*What you are asked to do*. Please retype the listing exactly as it appears, skipping each picture.

Records to process below:

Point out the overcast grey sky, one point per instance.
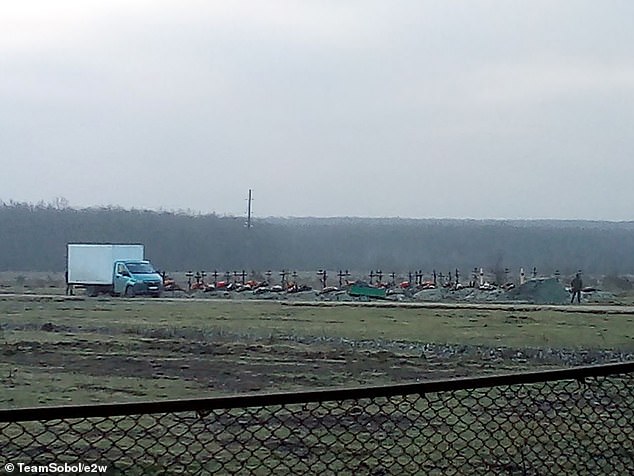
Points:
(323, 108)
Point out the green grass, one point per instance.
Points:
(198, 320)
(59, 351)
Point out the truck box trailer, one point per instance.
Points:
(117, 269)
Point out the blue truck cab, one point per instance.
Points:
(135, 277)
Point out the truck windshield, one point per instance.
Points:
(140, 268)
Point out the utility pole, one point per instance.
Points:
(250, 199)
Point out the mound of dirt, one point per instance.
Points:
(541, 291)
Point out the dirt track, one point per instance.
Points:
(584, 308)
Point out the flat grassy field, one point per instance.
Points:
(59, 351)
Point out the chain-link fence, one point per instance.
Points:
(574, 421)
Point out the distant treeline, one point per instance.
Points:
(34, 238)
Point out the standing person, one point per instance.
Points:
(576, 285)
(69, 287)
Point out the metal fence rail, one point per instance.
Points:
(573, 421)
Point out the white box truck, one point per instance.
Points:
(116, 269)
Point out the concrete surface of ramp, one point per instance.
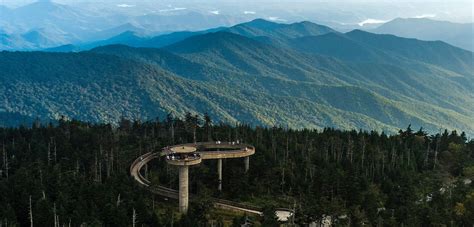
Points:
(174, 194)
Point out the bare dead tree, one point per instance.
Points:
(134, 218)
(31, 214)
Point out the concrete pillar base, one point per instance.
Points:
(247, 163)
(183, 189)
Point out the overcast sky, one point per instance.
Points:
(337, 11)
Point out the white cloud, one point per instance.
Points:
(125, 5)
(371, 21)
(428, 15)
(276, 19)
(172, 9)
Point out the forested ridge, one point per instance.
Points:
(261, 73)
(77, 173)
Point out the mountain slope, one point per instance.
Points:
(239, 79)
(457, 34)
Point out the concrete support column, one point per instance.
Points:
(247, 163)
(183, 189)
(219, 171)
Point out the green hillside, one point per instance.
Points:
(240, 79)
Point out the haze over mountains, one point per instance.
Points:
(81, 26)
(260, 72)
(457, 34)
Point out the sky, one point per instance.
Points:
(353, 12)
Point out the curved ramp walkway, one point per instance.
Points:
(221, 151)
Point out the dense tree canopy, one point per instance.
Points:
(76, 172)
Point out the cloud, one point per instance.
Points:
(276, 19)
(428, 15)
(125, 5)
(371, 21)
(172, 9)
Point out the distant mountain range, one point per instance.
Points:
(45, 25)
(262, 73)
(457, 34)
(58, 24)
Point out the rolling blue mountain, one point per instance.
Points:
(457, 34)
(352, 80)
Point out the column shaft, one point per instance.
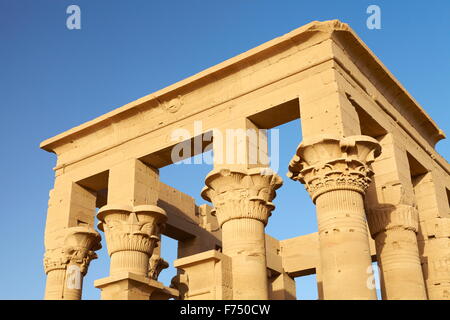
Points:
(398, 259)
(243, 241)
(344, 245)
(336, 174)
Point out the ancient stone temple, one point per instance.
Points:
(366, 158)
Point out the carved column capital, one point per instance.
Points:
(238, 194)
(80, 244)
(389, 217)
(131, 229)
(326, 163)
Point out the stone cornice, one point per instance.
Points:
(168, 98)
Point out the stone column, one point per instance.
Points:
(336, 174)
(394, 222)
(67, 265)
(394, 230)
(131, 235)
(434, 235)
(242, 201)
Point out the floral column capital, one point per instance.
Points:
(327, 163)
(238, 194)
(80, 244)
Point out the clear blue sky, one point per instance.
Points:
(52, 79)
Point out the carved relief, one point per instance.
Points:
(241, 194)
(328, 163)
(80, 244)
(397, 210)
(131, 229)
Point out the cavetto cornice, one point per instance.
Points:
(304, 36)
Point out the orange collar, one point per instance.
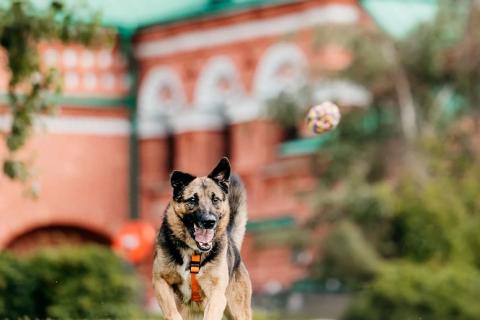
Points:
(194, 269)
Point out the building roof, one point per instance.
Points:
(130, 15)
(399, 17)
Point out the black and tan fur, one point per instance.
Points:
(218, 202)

End of Records to process.

*Output below*.
Point out the overcast grey sky, one point per instance.
Points:
(323, 108)
Point out the green grass, one point per instance.
Points:
(198, 320)
(59, 351)
Point out the truck box trailer, one point per instance.
Points:
(117, 269)
Point out the blue truck cab, one point per instance.
Points:
(135, 277)
Point out the truck windshield, one point per instance.
Points:
(140, 268)
Point out the utility pole, one point per instance.
Points:
(250, 199)
Point out the mound of dirt, one point per instance.
Points:
(541, 291)
Point out the dirt track, one point per instance.
Points:
(584, 308)
Point out the flat grassy field, one point per instance.
Points:
(59, 351)
Point out the chain-link fence, one point per instance.
Points:
(574, 421)
Point out the distant treeline, one point per instance.
Points:
(34, 238)
Point out the standing person, one point per instance.
Points:
(576, 285)
(69, 287)
Point out the metal fence rail, one point per instance.
Points:
(573, 421)
Point out the white box truck, one point per instance.
Points:
(116, 269)
Point out the concrete surface of ramp, one point per instance.
Points:
(174, 194)
Point out the bare dead tree, one point per instance.
Points:
(134, 218)
(31, 214)
Point out the concrete pillar base, one point per instance.
Points:
(247, 163)
(183, 189)
Point out the overcast sky, one point per instance.
Points:
(337, 11)
Point out the white cloud, one point per instance.
Points:
(125, 5)
(371, 21)
(428, 15)
(276, 19)
(172, 9)
Point out the forested ridge, one point per instance.
Points:
(261, 73)
(77, 173)
Point out the mountain slope, one point per instance.
Points:
(239, 79)
(457, 34)
Point out the concrete support column, one point per instance.
Points:
(247, 163)
(183, 189)
(219, 171)
Point out the green hillside, one point per instance.
Points:
(240, 79)
Point out the haze over mountains, one point per instance.
Points:
(81, 26)
(260, 72)
(457, 34)
Point out the sky, one point per instance.
Points:
(353, 12)
Point out the curved ramp walkway, one point per instance.
Points:
(221, 151)
Point out the dense tree canopy, one point per instance.
Points:
(76, 172)
Point out the cloud, one point per instance.
Points:
(276, 19)
(428, 15)
(125, 5)
(371, 21)
(172, 9)
Point out the distant mountain range, one point per instance.
Points:
(45, 25)
(262, 73)
(457, 34)
(58, 24)
Point out the rolling blue mountain, one point per instance.
Points:
(457, 34)
(352, 80)
Point out the column shaft, one point per instance.
Points:
(398, 259)
(243, 241)
(344, 245)
(336, 174)
Point out the ancient stone temple, one point per instance.
Points:
(366, 158)
Point out the carved column capital, one point per instance.
Points:
(238, 194)
(80, 244)
(389, 217)
(131, 229)
(326, 163)
Point out the stone cornice, one point per instance.
Points:
(168, 98)
Point out the stone column, one point per instance.
Points:
(336, 174)
(394, 222)
(67, 265)
(394, 230)
(131, 235)
(434, 235)
(242, 201)
Point out the floral column capital, one point per instance.
Points:
(327, 163)
(238, 194)
(80, 244)
Point out the clear blue sky, one point per instance.
Points:
(52, 79)
Point out the carved relief, one point per instance.
Points:
(241, 194)
(328, 163)
(80, 244)
(397, 210)
(131, 229)
Point out the cavetto cornice, one point per instance.
Points:
(304, 36)
Point out the orange collar, one point per instance.
Points:
(194, 269)
Point out the building roof, one point per instance.
Points:
(130, 15)
(399, 17)
Point out the black and tan fur, one point per instance.
Points:
(218, 202)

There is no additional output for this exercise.